What you are asked to do: Set down every record below exactly as it stands.

Data for this exercise:
▶

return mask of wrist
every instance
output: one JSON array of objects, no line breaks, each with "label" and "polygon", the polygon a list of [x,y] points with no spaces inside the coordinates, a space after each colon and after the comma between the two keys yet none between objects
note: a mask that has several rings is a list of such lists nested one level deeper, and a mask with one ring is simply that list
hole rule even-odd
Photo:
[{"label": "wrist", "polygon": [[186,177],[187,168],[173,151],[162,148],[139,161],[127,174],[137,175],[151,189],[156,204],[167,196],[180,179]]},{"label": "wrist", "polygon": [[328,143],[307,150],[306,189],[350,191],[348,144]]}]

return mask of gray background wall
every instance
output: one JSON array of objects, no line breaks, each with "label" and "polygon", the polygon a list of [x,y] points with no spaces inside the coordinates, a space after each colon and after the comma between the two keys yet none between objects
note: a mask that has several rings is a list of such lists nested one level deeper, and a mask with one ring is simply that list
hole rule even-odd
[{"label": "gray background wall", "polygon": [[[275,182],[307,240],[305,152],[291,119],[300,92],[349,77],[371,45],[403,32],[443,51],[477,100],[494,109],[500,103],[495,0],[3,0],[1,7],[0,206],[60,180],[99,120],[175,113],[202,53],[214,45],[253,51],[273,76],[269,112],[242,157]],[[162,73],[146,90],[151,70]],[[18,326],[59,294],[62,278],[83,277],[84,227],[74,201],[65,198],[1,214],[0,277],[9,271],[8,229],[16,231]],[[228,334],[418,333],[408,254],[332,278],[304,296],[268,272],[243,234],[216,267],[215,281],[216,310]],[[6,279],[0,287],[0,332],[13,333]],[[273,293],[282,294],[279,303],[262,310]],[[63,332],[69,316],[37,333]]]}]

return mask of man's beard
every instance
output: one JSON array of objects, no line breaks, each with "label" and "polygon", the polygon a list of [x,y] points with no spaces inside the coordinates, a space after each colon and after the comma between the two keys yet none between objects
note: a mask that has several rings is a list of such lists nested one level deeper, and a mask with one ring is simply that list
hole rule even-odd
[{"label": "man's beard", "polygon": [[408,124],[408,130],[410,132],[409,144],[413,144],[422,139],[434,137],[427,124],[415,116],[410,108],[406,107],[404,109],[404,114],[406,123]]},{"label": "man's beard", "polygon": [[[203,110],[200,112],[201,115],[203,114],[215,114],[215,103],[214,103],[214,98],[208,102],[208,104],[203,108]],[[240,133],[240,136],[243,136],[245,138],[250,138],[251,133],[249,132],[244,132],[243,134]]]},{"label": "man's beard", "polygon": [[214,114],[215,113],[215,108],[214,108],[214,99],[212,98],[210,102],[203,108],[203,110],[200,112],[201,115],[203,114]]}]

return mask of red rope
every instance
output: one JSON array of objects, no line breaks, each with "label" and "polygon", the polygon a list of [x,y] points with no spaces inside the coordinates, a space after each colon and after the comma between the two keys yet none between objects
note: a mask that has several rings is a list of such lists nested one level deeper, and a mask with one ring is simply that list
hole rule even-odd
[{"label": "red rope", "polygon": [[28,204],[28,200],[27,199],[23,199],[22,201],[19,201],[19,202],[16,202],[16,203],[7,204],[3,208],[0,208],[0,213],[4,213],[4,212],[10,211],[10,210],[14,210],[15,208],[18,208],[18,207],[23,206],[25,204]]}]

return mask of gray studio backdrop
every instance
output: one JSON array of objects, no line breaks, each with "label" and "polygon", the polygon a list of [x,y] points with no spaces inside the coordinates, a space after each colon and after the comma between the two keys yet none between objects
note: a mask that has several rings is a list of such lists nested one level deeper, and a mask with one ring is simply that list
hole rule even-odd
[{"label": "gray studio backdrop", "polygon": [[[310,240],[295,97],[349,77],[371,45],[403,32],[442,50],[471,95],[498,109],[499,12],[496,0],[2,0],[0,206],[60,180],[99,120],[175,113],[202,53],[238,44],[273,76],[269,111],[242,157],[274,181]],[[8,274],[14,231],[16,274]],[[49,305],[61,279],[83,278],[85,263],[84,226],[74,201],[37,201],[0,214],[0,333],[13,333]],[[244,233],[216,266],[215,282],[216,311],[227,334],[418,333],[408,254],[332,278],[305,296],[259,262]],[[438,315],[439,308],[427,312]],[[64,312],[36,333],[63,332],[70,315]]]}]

◀

Worked solution:
return mask of wrist
every instance
output: one JSON array of objects, no line breaks, each with "label" and "polygon", the polygon a list of [x,y] points with no spaces inside the coordinates, a space after each colon and after the comma between the two keys yet none between objects
note: a mask that has several rings is a list of such lists nested one level deeper, and a mask with one ring is simply that list
hole rule even-odd
Photo:
[{"label": "wrist", "polygon": [[186,177],[187,168],[173,151],[162,148],[139,161],[127,174],[137,175],[151,189],[156,204],[167,196],[180,179]]},{"label": "wrist", "polygon": [[328,143],[307,150],[306,189],[350,191],[348,144]]}]

return mask of gray background wall
every instance
output: one JSON array of objects, no line breaks, each with "label" and "polygon", the polygon a list of [x,y] points with no spaces inside the coordinates, a space after each colon and after the comma between the two keys yet none between objects
note: a mask that has several rings is a list of such lists nested one level deeper, and a mask with one ring is simply that list
hole rule even-odd
[{"label": "gray background wall", "polygon": [[[275,182],[307,240],[305,152],[291,119],[300,92],[349,77],[371,45],[403,32],[443,51],[477,100],[494,109],[500,103],[495,0],[3,0],[1,7],[0,206],[60,180],[99,120],[175,113],[202,53],[214,45],[253,51],[273,76],[269,112],[242,157]],[[162,73],[146,90],[151,70]],[[18,326],[59,294],[62,278],[83,277],[84,227],[74,201],[65,198],[1,214],[0,277],[9,271],[8,229],[16,231]],[[228,334],[418,333],[408,254],[332,278],[304,296],[268,272],[243,234],[216,267],[215,281],[216,310]],[[6,279],[0,287],[0,332],[13,333]],[[273,293],[282,294],[279,303],[262,310]],[[63,332],[69,316],[37,333]]]}]

return mask of man's beard
every instance
output: one JSON array of objects, no line breaks, each with "label" and "polygon", the polygon a list of [x,y] points with no spaces inside the coordinates, a space after each colon and after the comma between the two keys yet none between objects
note: a mask that has several rings is a list of such lists nested one level deeper, and a mask with one ring is simply that list
hole rule even-odd
[{"label": "man's beard", "polygon": [[408,124],[408,130],[410,132],[409,144],[413,144],[422,139],[434,137],[427,124],[415,116],[410,108],[406,107],[404,109],[404,114],[406,123]]},{"label": "man's beard", "polygon": [[[203,110],[200,112],[201,115],[203,114],[215,114],[215,103],[214,103],[214,98],[208,102],[208,104],[203,108]],[[240,133],[240,136],[243,136],[245,138],[250,138],[251,133],[249,132],[244,132],[243,134]]]},{"label": "man's beard", "polygon": [[214,114],[215,113],[215,108],[214,108],[214,99],[212,98],[210,102],[203,108],[203,110],[200,112],[201,115],[203,114]]}]

return mask of red rope
every instance
output: one JSON array of objects, no line breaks, each with "label" and "polygon", the polygon a list of [x,y] points with no spaces inside the coordinates, a space after each colon and after the comma between the two keys yet none between objects
note: a mask that has several rings is a list of such lists nested one level deeper, and a mask with one ring is simply that list
hole rule even-odd
[{"label": "red rope", "polygon": [[28,204],[28,200],[27,199],[23,199],[22,201],[19,201],[19,202],[16,202],[16,203],[7,204],[3,208],[0,208],[0,213],[4,213],[4,212],[10,211],[10,210],[14,210],[15,208],[18,208],[18,207],[23,206],[25,204]]}]

return mask of gray studio backdrop
every instance
output: one JSON array of objects, no line breaks, each with "label" and "polygon", the polygon a list of [x,y] points with no spaces inside the coordinates, a space after each colon and after the comma between the two keys yet none between objects
note: a mask that has several rings is a list of such lists nested one level deeper, and a mask with one ring is simply that list
hole rule even-odd
[{"label": "gray studio backdrop", "polygon": [[[310,240],[295,97],[349,77],[371,45],[403,32],[442,50],[471,95],[498,109],[499,12],[496,0],[2,0],[0,206],[60,180],[99,120],[175,113],[202,53],[238,44],[273,76],[269,111],[242,157],[274,181]],[[8,274],[14,231],[16,274]],[[49,305],[61,279],[83,278],[85,263],[84,226],[74,201],[37,201],[0,214],[0,333],[13,333]],[[244,233],[216,266],[215,282],[216,311],[227,334],[418,333],[408,254],[332,278],[305,296],[259,262]],[[438,315],[439,308],[427,312]],[[64,312],[36,333],[63,332],[70,315]]]}]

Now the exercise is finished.